Fletcher Building's profit surged by 76% as a recovery in New Zealand offset weakness in Australia.
The company on Wednesday reported net profit of $326 million for the 12 months to the end of June, from $185 million a year earlier.
Last year's figure included asset writedown and restructuring costs of $132 million.
The result was above analysts' expectation of a $317 million net profit. However, the largest building firm in Australasia reported operating earnings of $569 million, at the bottom of a guidance range given earlier this year.
Operating earnings in New Zealand before significant items, increased by 38%, driven by rising levels of new house building and strong momentum with rebuilding work in Canterbury.
The company said it has been able to mitigate the impacts of the high New Zealand dollar and increased competition by cutting costs.
The company expects construction activity in New Zealand to increase, while Australia's outlook remains uncertain.
Fletcher Building declared a final dividend of 17 cents per share.
Fletcher Building calls for a dose of Thatcherism in Australia
Fletcher Building sees a pressing need to increase its efficiency in Australia and to get its cost base there down to more competitive levels.
Operating earnings before significant items from its Australian businesses fell by 22% as conditions deteriorated early in the year and continued to be soft.
Residential and commercial markets were weak, and a slowdown in mining and resources investment had a knock-on effect across other parts of the construction industry.
Australia is Fletcher's biggest market after New Zealand.
Its chief executive Mark Adamson says Australia has antiquated union conditions and the country needs a dose of former British prime minister, Margaret Thatcher's, economic medicine.

[Natural-language object grounding data]
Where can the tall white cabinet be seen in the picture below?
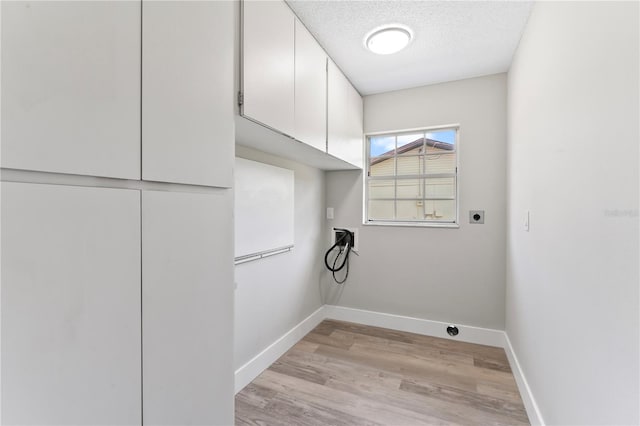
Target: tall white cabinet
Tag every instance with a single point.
(187, 100)
(291, 86)
(70, 305)
(268, 40)
(345, 118)
(311, 90)
(71, 87)
(117, 293)
(186, 287)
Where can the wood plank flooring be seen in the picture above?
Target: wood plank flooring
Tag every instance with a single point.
(349, 374)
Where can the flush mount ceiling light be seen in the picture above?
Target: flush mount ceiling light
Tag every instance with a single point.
(388, 39)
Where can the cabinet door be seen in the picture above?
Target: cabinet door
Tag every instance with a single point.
(187, 92)
(71, 87)
(310, 90)
(344, 118)
(268, 64)
(70, 305)
(187, 294)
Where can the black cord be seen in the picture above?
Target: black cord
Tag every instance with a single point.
(346, 249)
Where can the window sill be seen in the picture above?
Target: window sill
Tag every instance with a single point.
(414, 225)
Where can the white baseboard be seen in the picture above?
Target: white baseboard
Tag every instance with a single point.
(252, 369)
(535, 417)
(482, 336)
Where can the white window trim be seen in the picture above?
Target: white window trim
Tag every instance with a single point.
(412, 224)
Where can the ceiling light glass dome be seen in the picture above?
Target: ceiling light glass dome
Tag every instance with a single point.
(387, 40)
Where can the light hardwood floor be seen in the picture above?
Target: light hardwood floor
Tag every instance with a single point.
(349, 374)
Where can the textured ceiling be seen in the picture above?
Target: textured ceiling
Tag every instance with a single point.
(452, 39)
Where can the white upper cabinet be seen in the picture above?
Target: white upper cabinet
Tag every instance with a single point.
(187, 92)
(345, 120)
(71, 87)
(70, 305)
(268, 31)
(310, 90)
(187, 296)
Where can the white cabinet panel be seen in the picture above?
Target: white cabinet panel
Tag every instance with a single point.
(310, 90)
(187, 92)
(345, 132)
(268, 64)
(70, 305)
(71, 87)
(187, 308)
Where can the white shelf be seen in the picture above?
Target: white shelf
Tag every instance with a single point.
(257, 136)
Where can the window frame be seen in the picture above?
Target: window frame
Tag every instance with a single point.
(410, 223)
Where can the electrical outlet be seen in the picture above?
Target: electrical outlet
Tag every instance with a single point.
(336, 234)
(476, 216)
(329, 213)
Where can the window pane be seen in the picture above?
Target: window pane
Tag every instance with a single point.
(381, 145)
(410, 144)
(381, 210)
(440, 210)
(381, 189)
(445, 139)
(409, 188)
(440, 187)
(410, 210)
(382, 166)
(410, 165)
(442, 163)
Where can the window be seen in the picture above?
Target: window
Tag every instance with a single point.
(412, 177)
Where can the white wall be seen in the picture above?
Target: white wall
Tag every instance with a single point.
(572, 281)
(276, 293)
(454, 275)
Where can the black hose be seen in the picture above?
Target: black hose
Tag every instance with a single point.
(346, 250)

- TASK DESCRIPTION
According to the text, what final dividend per share did Fletcher Building declare? The rows play no part in what comes next.

- SOLVED PROBLEM
17 cents per share.